Can you return, word for word, the part of the journal excerpt below starting at "I did have to" and ending at "for the afternoon."?

---- GIVEN PASSAGE

It is also helpful to remember that even though I am statistically poor I am still able to travel down to Latin America every year for a month or so and this puts me in a very privileged category of people, especially when I think that many people I have talked to down there can only dream of making this kind of trip and that it even feels out of reach to many Canadians earning twice my income.

The first thing I am aware of is how cold it actually is here, being much closer to the Arctic Circle than to the Equator.  Bogota is very cold for a tropical city but it is a tropical city and the daytime temperatures often go up to twenty or warmer.  Even though my beloved city is warmed by the Japan Current it is April 2 and I don't think the temperature has gone up past ten today (okay, I lied, Stephen Quinn on CBC Radio One just announced that it is actually eleven, and everyone knows that Stephen Quinn is never wrong, especially Stephen Quinn!) Still the spring flowers are abundant and our clean sea level air is refreshing and oxygen dense.

I actually feel sick today.  Weak, exhausted and fragile.  I did manage my minimum five miles walking today but with difficulty and I have had to spend time at home napping.  I was scheduled to meet with a friend late this afternoon but he fortunately has had to cancel so this gives me time to rest.  I have also seen people sleeping on the sidewalk and I am reminded of how difficult life in this city is for people who are only a little bit poorer than me.

I did have to fight with people at my bank to reinvest all my Colombian currency in my account.  At first the teller was not going to accept three notes, all worth more than fifty dollars, because the small note looked obsolete (one thousand pesos but worth only forty-five cents Canadian.)  The two large notes, fifty thousand pesos each she did not want to accept because there was writing on them.  I asked to speak to her manager and proceeded to explain in high dudgeon that unlike the one thousand peso note these other two had been issued to me by this same bank and I was not going to leave until they accepted them.  I won and the one thousand peso note I will keep as a souvenir.  I also bought a large bag of groceries then came home where but for a short walk I was just on I have been for the afternoon.

I am avoiding coffee shops today.  I am treating myself as though I am ill and taking appropriate measures to get well.  It is a First World Problem, yes, but nevertheless it is a problem.

--------
---- SUPPLIED ENTRIES

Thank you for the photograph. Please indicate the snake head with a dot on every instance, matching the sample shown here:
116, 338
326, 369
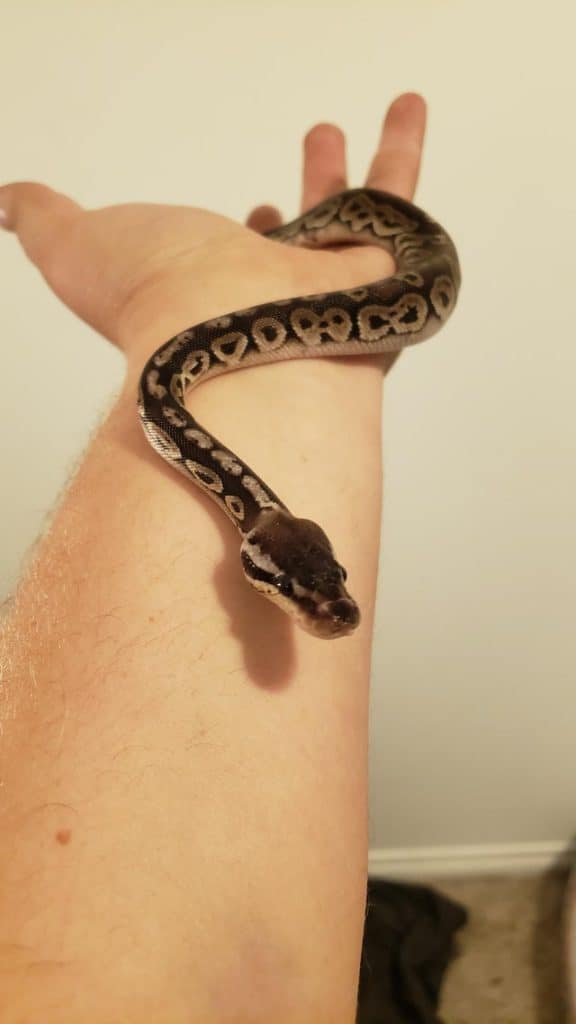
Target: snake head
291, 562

--------
---- SUPPLIED ENTRIES

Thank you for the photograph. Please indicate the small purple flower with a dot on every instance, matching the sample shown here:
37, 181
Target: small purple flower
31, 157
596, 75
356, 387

--------

### SOLUTION FOR THIS PROBLEM:
I did have to fight with people at my bank to reinvest all my Colombian currency in my account.  At first the teller was not going to accept three notes, all worth more than fifty dollars, because the small note looked obsolete (one thousand pesos but worth only forty-five cents Canadian.)  The two large notes, fifty thousand pesos each she did not want to accept because there was writing on them.  I asked to speak to her manager and proceeded to explain in high dudgeon that unlike the one thousand peso note these other two had been issued to me by this same bank and I was not going to leave until they accepted them.  I won and the one thousand peso note I will keep as a souvenir.  I also bought a large bag of groceries then came home where but for a short walk I was just on I have been for the afternoon.